§ **EXERCISE BRIEF**
Find the line containing "One point belongs on each instance of the cab" in the data below and repeat it, along with all later lines, exactly through the last one.

Point-per-instance localization data
··········
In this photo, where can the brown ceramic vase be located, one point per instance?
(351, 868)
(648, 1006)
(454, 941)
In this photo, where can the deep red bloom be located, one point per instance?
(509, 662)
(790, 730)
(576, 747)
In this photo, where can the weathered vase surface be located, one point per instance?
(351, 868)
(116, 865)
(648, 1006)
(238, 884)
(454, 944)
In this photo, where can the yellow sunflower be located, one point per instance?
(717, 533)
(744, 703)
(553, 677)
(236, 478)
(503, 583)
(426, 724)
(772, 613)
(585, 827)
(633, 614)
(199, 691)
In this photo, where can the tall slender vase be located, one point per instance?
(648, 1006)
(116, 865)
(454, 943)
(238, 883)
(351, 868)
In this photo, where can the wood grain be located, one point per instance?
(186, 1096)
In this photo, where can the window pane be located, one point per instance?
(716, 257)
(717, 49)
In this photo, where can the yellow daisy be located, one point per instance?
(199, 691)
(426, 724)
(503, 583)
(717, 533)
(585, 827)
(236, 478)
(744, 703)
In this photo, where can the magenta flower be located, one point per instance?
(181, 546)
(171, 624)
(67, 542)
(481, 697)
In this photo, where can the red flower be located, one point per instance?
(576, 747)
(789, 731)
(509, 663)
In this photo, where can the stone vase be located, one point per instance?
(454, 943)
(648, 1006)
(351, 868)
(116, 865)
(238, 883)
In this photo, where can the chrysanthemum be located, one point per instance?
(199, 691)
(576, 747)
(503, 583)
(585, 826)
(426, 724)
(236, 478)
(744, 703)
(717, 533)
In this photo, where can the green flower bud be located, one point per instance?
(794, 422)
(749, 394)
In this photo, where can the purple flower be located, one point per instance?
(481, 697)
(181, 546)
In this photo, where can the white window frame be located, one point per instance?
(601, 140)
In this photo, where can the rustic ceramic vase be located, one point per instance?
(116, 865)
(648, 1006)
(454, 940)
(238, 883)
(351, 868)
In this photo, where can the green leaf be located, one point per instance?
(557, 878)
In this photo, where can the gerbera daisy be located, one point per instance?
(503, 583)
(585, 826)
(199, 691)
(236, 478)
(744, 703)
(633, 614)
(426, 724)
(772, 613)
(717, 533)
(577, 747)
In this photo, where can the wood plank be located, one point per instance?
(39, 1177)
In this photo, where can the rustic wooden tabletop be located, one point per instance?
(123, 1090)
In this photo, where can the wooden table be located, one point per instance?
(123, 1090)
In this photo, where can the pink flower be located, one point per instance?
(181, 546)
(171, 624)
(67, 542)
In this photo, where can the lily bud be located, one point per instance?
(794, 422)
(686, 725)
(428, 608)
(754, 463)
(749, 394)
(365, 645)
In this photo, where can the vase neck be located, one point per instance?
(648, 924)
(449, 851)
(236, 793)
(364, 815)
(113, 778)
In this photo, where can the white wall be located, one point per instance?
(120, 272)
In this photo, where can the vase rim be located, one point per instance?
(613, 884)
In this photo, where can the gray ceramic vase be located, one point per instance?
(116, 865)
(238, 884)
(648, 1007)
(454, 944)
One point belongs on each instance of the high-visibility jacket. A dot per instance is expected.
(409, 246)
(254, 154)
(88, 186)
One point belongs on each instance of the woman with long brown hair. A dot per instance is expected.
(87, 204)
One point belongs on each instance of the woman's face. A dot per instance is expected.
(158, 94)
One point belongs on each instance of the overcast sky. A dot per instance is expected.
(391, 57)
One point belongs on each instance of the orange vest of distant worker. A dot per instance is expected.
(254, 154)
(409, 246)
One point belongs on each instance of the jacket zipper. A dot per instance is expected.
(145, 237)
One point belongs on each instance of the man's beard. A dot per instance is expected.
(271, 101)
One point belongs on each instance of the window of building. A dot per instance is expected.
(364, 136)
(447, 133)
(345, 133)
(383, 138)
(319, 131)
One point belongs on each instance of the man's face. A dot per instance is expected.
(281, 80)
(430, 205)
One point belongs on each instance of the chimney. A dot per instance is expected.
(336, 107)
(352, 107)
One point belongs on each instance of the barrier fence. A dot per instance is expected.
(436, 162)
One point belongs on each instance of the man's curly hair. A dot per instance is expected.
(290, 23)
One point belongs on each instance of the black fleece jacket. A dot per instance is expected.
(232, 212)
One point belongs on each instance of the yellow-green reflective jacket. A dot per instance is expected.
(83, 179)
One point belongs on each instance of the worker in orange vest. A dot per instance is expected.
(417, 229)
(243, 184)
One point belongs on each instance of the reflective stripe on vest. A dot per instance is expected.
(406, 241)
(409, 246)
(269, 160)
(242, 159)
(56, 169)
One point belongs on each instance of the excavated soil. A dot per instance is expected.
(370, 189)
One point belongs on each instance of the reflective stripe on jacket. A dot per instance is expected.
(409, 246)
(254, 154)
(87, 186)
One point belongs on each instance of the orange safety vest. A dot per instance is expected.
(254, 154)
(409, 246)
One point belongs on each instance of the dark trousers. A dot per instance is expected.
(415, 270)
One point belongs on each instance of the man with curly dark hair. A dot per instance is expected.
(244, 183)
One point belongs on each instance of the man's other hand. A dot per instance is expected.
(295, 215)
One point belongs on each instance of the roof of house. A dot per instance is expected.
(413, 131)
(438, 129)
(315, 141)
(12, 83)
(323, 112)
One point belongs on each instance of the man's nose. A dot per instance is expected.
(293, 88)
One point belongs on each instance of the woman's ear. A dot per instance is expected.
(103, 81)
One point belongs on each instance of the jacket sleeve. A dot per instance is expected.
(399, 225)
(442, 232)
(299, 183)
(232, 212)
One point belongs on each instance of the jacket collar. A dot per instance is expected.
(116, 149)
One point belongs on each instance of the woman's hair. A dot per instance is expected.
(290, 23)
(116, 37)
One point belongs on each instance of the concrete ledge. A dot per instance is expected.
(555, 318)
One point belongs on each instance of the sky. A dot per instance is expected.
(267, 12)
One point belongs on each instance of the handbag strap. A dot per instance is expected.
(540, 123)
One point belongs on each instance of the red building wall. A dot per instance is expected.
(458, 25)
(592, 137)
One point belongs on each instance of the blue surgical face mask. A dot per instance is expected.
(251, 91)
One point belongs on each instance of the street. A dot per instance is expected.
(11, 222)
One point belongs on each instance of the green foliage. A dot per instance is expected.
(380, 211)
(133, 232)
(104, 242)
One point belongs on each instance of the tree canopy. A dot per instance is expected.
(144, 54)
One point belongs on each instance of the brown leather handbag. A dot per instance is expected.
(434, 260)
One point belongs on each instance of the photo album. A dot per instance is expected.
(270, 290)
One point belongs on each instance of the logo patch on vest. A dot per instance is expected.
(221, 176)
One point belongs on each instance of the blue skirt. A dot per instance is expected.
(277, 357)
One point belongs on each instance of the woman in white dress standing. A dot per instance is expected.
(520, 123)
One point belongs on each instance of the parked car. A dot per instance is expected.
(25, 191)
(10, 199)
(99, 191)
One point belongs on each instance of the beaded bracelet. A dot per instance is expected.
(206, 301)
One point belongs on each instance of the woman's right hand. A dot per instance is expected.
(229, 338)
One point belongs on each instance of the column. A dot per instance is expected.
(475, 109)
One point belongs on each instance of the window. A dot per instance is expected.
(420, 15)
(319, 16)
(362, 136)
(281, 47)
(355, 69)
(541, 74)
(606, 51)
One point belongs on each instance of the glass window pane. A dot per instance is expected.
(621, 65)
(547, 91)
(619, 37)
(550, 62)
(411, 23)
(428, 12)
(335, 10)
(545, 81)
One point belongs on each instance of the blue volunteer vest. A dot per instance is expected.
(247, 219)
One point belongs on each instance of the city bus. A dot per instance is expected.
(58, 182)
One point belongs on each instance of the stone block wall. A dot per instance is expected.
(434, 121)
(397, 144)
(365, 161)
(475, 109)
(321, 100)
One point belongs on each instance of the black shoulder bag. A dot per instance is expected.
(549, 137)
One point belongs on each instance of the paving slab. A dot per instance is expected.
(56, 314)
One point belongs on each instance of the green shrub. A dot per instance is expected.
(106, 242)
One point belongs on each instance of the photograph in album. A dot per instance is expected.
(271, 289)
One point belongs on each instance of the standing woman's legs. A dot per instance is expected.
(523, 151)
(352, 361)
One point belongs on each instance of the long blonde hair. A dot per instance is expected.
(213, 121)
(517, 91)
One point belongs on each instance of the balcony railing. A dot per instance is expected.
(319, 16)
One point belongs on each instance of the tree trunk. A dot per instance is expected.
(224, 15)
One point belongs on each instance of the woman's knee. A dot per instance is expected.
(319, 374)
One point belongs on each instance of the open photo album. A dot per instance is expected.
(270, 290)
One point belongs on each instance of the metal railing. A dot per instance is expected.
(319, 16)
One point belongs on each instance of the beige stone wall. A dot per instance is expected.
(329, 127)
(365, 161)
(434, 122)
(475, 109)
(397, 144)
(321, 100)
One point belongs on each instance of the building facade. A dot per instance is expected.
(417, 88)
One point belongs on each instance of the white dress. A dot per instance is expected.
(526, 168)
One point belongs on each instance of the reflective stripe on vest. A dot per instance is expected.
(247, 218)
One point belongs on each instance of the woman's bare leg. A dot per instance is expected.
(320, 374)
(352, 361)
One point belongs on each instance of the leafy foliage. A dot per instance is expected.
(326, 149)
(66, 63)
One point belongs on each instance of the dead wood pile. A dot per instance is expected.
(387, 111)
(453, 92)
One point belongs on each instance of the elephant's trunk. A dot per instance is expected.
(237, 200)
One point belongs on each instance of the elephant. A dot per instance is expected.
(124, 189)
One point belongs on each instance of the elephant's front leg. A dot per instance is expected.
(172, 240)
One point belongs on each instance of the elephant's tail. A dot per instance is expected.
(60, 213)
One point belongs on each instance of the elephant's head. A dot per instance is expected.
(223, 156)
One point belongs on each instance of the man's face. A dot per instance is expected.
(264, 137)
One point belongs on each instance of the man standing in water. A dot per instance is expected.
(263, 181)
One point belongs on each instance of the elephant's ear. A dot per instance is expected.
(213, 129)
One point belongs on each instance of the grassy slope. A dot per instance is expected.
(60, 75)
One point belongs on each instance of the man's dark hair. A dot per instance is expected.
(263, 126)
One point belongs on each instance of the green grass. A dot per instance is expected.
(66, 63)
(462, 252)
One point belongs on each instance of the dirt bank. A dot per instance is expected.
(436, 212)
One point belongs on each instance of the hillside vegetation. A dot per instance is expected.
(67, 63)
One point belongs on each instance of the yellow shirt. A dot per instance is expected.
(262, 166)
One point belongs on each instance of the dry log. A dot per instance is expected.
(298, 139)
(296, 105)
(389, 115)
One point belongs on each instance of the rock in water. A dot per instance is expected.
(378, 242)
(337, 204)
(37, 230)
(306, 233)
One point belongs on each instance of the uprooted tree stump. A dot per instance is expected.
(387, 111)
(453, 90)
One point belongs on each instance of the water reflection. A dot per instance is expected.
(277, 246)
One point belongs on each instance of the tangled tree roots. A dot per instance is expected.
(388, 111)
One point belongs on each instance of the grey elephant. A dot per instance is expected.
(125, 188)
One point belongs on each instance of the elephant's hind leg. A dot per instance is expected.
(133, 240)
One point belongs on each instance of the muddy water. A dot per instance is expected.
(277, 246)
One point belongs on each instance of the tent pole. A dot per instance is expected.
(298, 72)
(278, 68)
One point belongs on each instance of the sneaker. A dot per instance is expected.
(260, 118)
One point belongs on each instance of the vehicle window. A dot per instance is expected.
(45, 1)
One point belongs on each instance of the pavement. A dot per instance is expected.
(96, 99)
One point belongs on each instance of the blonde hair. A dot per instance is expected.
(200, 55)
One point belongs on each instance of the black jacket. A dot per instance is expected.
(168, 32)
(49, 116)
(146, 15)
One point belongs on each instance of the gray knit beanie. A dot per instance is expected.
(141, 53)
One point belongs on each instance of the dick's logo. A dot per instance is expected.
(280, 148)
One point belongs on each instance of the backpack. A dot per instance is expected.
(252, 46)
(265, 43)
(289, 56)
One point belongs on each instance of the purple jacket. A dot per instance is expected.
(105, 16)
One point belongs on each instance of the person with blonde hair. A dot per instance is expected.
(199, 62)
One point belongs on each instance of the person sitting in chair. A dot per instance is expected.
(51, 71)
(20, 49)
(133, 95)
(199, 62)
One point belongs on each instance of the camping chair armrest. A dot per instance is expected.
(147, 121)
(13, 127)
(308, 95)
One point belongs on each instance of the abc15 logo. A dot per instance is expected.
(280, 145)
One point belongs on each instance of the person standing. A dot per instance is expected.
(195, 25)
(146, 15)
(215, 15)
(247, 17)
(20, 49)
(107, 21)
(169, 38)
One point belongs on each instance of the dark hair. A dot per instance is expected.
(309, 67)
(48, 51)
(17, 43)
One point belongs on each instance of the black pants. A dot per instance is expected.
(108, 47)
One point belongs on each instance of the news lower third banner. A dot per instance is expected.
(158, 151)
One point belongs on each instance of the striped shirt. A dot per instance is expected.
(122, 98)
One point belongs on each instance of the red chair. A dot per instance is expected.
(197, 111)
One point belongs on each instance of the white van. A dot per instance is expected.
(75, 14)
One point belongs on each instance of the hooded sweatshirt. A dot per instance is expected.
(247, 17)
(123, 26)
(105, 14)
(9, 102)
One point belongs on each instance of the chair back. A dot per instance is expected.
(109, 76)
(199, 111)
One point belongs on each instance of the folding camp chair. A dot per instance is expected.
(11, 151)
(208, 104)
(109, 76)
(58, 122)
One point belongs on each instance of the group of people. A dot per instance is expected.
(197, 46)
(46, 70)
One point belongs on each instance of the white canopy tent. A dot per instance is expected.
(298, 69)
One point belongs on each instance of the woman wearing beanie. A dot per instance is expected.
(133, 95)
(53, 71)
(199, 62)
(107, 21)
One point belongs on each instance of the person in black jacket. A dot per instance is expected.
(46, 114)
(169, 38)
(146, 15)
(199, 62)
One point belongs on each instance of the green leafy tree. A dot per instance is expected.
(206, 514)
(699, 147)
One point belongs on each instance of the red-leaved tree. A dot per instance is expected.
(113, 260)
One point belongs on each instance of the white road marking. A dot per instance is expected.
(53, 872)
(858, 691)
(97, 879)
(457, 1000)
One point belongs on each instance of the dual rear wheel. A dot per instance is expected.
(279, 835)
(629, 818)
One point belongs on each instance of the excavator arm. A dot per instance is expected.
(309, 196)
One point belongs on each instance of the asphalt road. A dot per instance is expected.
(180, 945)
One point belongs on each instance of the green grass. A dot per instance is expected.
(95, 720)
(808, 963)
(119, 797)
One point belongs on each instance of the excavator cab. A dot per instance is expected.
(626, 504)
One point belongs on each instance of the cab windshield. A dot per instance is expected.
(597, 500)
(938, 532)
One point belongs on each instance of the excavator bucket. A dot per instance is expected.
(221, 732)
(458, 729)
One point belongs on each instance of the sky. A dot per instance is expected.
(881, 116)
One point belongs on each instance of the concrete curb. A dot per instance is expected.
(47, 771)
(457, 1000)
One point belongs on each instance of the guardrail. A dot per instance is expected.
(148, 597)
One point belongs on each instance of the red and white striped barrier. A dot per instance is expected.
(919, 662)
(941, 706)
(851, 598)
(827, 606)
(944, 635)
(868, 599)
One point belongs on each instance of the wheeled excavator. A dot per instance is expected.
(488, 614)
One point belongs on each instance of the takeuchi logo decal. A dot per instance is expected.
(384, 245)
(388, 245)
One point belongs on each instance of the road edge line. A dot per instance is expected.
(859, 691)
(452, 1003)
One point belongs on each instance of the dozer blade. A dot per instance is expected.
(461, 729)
··········
§ **EXERCISE OUTPUT**
One point belongs on each instance of the cab windshield. A dot per instance is expected.
(597, 500)
(938, 532)
One point belongs on each instance of the excavator bucket. A dot per instance is expected.
(221, 732)
(458, 729)
One point belongs on each instance of the sky. A dot per instance is expected.
(881, 116)
One point belongs on each instance of the concrete curb. A dot per instance is expected.
(47, 771)
(457, 1000)
One point belongs on each instance of the guardrail. A dot per instance is expected.
(148, 597)
One point belongs on each instance of the red and white striped barrier. A dot per instance is expected.
(919, 662)
(941, 706)
(851, 598)
(827, 606)
(944, 635)
(868, 599)
One point belongs on each instance of the wheeled excavator. A dot per instance is expected.
(488, 614)
One point belongs on each instance of the takeuchi logo decal. A dot per instance is expected.
(384, 245)
(388, 245)
One point belongs on each instance of the road edge line. A dot per instance is expected.
(859, 691)
(452, 1003)
One point belongs on each instance of the dozer blade. A dot per instance is expected.
(461, 729)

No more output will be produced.